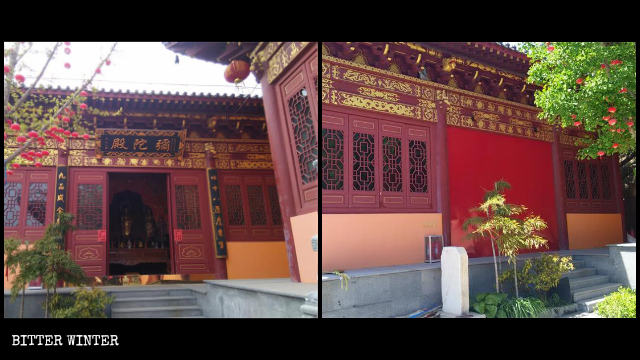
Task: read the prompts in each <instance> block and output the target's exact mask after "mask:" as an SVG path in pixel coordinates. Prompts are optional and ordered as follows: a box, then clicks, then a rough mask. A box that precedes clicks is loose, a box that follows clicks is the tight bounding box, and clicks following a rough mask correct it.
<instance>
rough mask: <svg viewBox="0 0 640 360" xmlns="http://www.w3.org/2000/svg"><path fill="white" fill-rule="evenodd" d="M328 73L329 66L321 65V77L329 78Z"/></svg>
mask: <svg viewBox="0 0 640 360" xmlns="http://www.w3.org/2000/svg"><path fill="white" fill-rule="evenodd" d="M330 71H331V65H329V64H328V63H322V77H323V78H329V77H331V74H330Z"/></svg>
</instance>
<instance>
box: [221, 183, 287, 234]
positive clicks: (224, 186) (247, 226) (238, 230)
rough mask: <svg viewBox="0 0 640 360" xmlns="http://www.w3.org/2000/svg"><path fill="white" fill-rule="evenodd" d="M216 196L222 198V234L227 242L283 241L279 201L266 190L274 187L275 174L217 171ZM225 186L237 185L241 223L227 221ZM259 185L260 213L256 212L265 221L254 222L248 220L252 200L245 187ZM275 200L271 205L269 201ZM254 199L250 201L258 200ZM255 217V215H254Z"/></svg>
mask: <svg viewBox="0 0 640 360" xmlns="http://www.w3.org/2000/svg"><path fill="white" fill-rule="evenodd" d="M218 176H219V177H218V178H219V186H220V198H221V200H222V202H221V203H222V218H223V220H224V227H225V234H226V239H227V241H282V240H284V233H283V224H282V216H281V210H280V203H279V199H278V197H279V196H277V188H276V189H275V191H276V196H275V199H274V195H273V194H272V193H271V192H270V191H269V188H270V187H274V188H275V186H276V183H275V177H274V174H273V172H271V171H259V170H256V171H226V170H220V171H219V175H218ZM228 186H234V187H235V186H237V187H239V189H240V200H241V208H242V212H243V219H244V222H243V224H241V225H236V224H230V223H229V221H230V217H229V213H228V211H229V205H228V204H229V200H230V199H229V198H228V194H227V187H228ZM256 186H260V187H261V189H262V191H261V194H262V196H261V198H260V200H261V202H262V205H263V207H264V209H263V210H264V212H262V213H261V214H260V215H261V216H263V217H264V219H265V220H266V224H264V225H261V224H255V223H254V222H252V214H253V213H255V210H256V209H254V208H252V202H251V199H250V196H249V193H250V191H249V188H251V187H256ZM274 200H275V202H276V203H275V204H274V203H273V201H274ZM259 202H260V201H258V202H254V204H256V203H259ZM276 211H277V212H278V213H279V215H280V216H274V212H276ZM254 216H255V214H254Z"/></svg>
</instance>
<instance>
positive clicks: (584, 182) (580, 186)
mask: <svg viewBox="0 0 640 360" xmlns="http://www.w3.org/2000/svg"><path fill="white" fill-rule="evenodd" d="M578 194H579V195H580V199H588V198H589V192H588V191H587V166H586V165H585V163H583V162H578Z"/></svg>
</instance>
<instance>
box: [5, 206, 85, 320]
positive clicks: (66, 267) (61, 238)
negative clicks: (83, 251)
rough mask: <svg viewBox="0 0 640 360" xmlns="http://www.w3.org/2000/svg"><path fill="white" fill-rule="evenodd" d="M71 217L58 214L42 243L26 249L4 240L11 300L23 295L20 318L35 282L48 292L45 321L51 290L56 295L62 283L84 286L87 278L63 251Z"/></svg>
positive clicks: (28, 242)
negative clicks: (41, 282)
mask: <svg viewBox="0 0 640 360" xmlns="http://www.w3.org/2000/svg"><path fill="white" fill-rule="evenodd" d="M72 220H73V215H72V214H67V213H61V214H59V216H58V221H57V222H56V223H54V224H50V225H48V226H47V228H46V230H45V235H44V237H43V238H42V239H40V240H38V241H36V242H35V244H34V245H32V246H29V242H28V241H25V245H26V247H25V248H20V240H17V239H6V240H5V241H4V253H5V256H6V260H5V266H7V272H8V273H9V272H10V273H12V274H16V277H15V278H14V281H13V286H12V287H11V300H12V301H13V300H15V298H16V296H17V295H18V293H20V291H22V304H21V306H20V317H23V313H24V293H25V287H26V285H27V284H28V283H29V282H30V281H32V280H36V279H38V278H41V279H42V283H43V285H44V287H45V289H46V291H47V295H46V298H45V305H44V308H45V317H48V311H49V298H50V290H51V289H53V296H54V297H55V296H56V295H57V287H56V286H57V284H58V282H59V281H64V282H66V283H67V284H72V285H83V284H85V283H86V281H87V278H86V276H85V275H84V272H83V270H82V268H81V267H80V266H79V265H78V264H76V263H75V262H74V261H73V259H71V255H70V254H69V253H68V252H67V251H66V250H65V249H64V248H63V246H62V245H63V244H64V236H65V234H66V232H67V231H69V230H70V229H71V228H72V225H71V222H72Z"/></svg>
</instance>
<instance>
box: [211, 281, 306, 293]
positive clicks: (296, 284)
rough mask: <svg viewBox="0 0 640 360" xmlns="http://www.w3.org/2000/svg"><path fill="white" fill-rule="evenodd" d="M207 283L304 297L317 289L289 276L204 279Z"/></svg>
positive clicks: (234, 287) (238, 288) (229, 286)
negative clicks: (258, 277)
mask: <svg viewBox="0 0 640 360" xmlns="http://www.w3.org/2000/svg"><path fill="white" fill-rule="evenodd" d="M205 282H207V283H211V284H217V285H222V286H228V287H233V288H237V289H246V290H258V291H264V292H270V293H274V294H279V295H288V296H297V297H304V296H305V295H307V294H308V293H309V292H311V291H318V284H316V283H297V282H293V281H291V280H290V279H289V278H281V279H242V280H205Z"/></svg>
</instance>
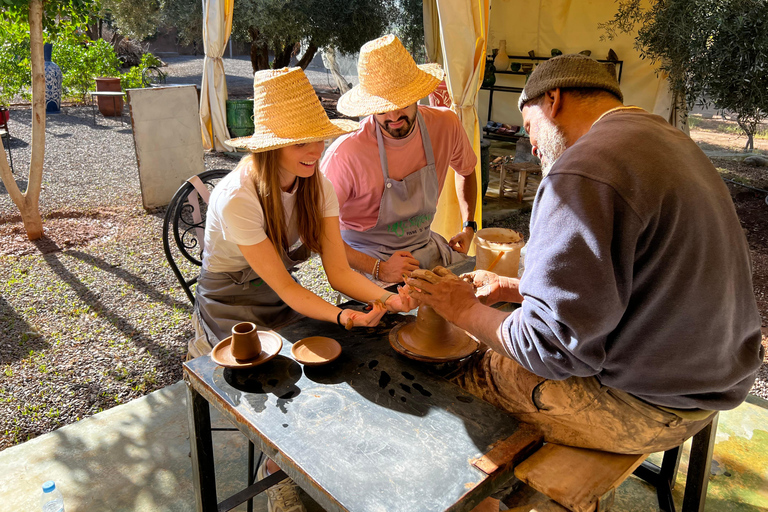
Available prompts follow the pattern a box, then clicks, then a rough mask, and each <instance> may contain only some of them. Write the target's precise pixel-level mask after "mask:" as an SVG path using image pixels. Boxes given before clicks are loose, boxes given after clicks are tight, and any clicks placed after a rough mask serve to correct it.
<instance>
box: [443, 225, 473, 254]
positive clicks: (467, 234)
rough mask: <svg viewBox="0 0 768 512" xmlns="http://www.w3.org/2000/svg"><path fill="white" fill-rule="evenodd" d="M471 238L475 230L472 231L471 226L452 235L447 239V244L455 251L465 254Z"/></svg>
mask: <svg viewBox="0 0 768 512" xmlns="http://www.w3.org/2000/svg"><path fill="white" fill-rule="evenodd" d="M473 238H475V232H474V231H472V228H465V229H464V231H462V232H461V233H458V234H457V235H454V237H453V238H451V239H450V240H449V241H448V246H449V247H450V248H451V249H453V250H454V251H456V252H460V253H462V254H467V251H469V246H470V245H471V244H472V239H473Z"/></svg>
#####
## Tarefa pendente
Repita integralmente as linhas acima, sem alterar nenhum caractere e sem incluir as imagens na resposta.

## Resposta do exercício
Task: read the prompts in each <instance> block and output the target's exact mask after "mask:" as an SVG path in pixel coordinates. Prompts are optional and ordered as follows: a box, then clicks, then a rough mask. A box that precedes clicks is loose, a box that follows clicks is the tight bounding box, and clicks following a rough mask correct it.
<instance>
rough mask: <svg viewBox="0 0 640 360" xmlns="http://www.w3.org/2000/svg"><path fill="white" fill-rule="evenodd" d="M328 73L329 66L321 65V77L329 78Z"/></svg>
mask: <svg viewBox="0 0 640 360" xmlns="http://www.w3.org/2000/svg"><path fill="white" fill-rule="evenodd" d="M330 71H331V65H329V64H328V63H322V77H323V78H329V77H331V74H330Z"/></svg>
</instance>
<instance>
box: [221, 183, 287, 234]
positive clicks: (224, 186) (247, 226) (238, 230)
rough mask: <svg viewBox="0 0 640 360" xmlns="http://www.w3.org/2000/svg"><path fill="white" fill-rule="evenodd" d="M216 196L222 198V234L227 242L283 241L279 201L266 190L274 187L275 174L217 171ZM225 186L237 185L241 223L227 221ZM259 185L260 213L256 212L265 221L254 222L248 220L252 200L245 187ZM275 200L271 205L269 201ZM254 199L250 201L258 200ZM255 217V215H254Z"/></svg>
mask: <svg viewBox="0 0 640 360" xmlns="http://www.w3.org/2000/svg"><path fill="white" fill-rule="evenodd" d="M218 176H219V177H218V178H219V186H220V198H221V200H222V202H221V203H222V218H223V220H224V227H225V234H226V239H227V241H282V240H284V233H283V224H282V216H281V210H280V203H279V199H278V197H279V196H277V188H276V189H275V191H276V196H275V199H274V195H273V194H272V193H271V192H270V191H269V188H270V187H274V188H275V186H276V183H275V177H274V174H273V172H271V171H259V170H256V171H226V170H220V171H219V175H218ZM228 186H234V187H235V186H237V187H239V189H240V200H241V208H242V212H243V219H244V222H243V224H241V225H236V224H230V223H229V221H230V217H229V213H228V211H229V205H228V204H229V200H230V199H229V198H228V194H227V187H228ZM256 186H260V187H261V189H262V191H261V194H262V196H261V198H260V200H261V202H262V205H263V207H264V209H263V210H264V212H262V213H261V214H260V215H261V216H263V217H264V219H265V220H266V224H264V225H261V224H255V223H254V222H252V214H253V213H255V210H256V209H254V208H252V202H251V199H250V196H249V193H250V191H249V188H251V187H256ZM274 200H275V202H276V203H275V204H274V203H273V201H274ZM259 202H260V201H258V202H254V204H256V203H259ZM276 211H277V212H278V213H279V215H280V216H274V212H276ZM254 216H255V214H254Z"/></svg>
</instance>
<instance>
positive clicks: (584, 182) (580, 186)
mask: <svg viewBox="0 0 640 360" xmlns="http://www.w3.org/2000/svg"><path fill="white" fill-rule="evenodd" d="M578 194H579V195H580V199H588V198H589V192H588V191H587V166H586V165H585V163H583V162H578Z"/></svg>
</instance>
<instance>
box: [5, 206, 85, 320]
positive clicks: (66, 267) (61, 238)
negative clicks: (83, 251)
rough mask: <svg viewBox="0 0 640 360" xmlns="http://www.w3.org/2000/svg"><path fill="white" fill-rule="evenodd" d="M71 217L58 214L42 243L26 249L4 240L11 300L23 295L20 318L35 282L48 292L45 321L51 290L56 295L62 283L84 286L87 278L63 251Z"/></svg>
positive clicks: (28, 242)
negative clicks: (41, 282)
mask: <svg viewBox="0 0 640 360" xmlns="http://www.w3.org/2000/svg"><path fill="white" fill-rule="evenodd" d="M72 220H73V215H72V214H67V213H61V214H59V216H58V221H57V222H56V223H54V224H50V225H48V226H47V228H46V230H45V235H44V237H43V238H42V239H40V240H38V241H36V242H35V244H34V245H32V246H29V242H28V241H25V245H26V247H25V248H20V240H17V239H6V240H5V241H4V253H5V256H6V260H5V266H7V272H8V273H9V272H10V273H12V274H16V277H15V278H14V281H13V286H12V287H11V300H12V301H13V300H15V298H16V296H17V295H18V293H20V291H22V304H21V306H20V317H23V313H24V293H25V287H26V285H27V284H28V283H29V282H30V281H32V280H36V279H38V278H41V279H42V283H43V285H44V287H45V289H46V291H47V295H46V298H45V305H44V308H45V317H48V311H49V298H50V290H51V289H53V296H54V297H55V296H56V295H57V287H56V286H57V284H58V282H59V281H64V282H66V283H67V284H72V285H83V284H85V283H86V281H87V278H86V276H85V275H84V272H83V270H82V268H81V267H80V266H79V265H78V264H76V263H75V262H74V261H73V259H71V255H70V254H69V253H68V252H67V251H66V250H65V249H64V248H63V246H62V245H63V244H64V236H65V234H66V232H67V231H69V230H70V229H71V228H72V225H71V222H72Z"/></svg>
</instance>
<instance>
box: [211, 281, 306, 293]
positive clicks: (296, 284)
rough mask: <svg viewBox="0 0 640 360" xmlns="http://www.w3.org/2000/svg"><path fill="white" fill-rule="evenodd" d="M207 283L304 297L317 289L289 276L204 279Z"/></svg>
positive clicks: (234, 287) (238, 288) (229, 286)
negative clicks: (258, 277)
mask: <svg viewBox="0 0 640 360" xmlns="http://www.w3.org/2000/svg"><path fill="white" fill-rule="evenodd" d="M205 282H207V283H211V284H217V285H222V286H228V287H233V288H237V289H246V290H258V291H264V292H270V293H274V294H279V295H288V296H297V297H304V296H305V295H307V294H308V293H309V292H311V291H318V284H316V283H297V282H293V281H291V280H290V279H289V278H281V279H242V280H205Z"/></svg>
</instance>
Available prompts follow the pattern a box, then clicks, then a rough mask, and each <instance> may contain only some of them. Write the target's precise pixel-level mask after "mask:" as an SVG path using image pixels. Boxes given before clicks are loose, boxes given after clicks are tight, and any clicks placed after a rough mask serve to correct it.
<instance>
box: [443, 225, 473, 254]
positive clicks: (467, 234)
rough mask: <svg viewBox="0 0 768 512" xmlns="http://www.w3.org/2000/svg"><path fill="white" fill-rule="evenodd" d="M471 238L475 230L472 231L471 226L452 235L447 239V244L455 251L465 254Z"/></svg>
mask: <svg viewBox="0 0 768 512" xmlns="http://www.w3.org/2000/svg"><path fill="white" fill-rule="evenodd" d="M473 238H475V232H474V231H472V228H465V229H464V231H462V232H461V233H458V234H457V235H454V237H453V238H451V239H450V240H449V241H448V246H449V247H450V248H451V249H453V250H454V251H456V252H460V253H462V254H467V251H469V246H470V245H471V244H472V239H473Z"/></svg>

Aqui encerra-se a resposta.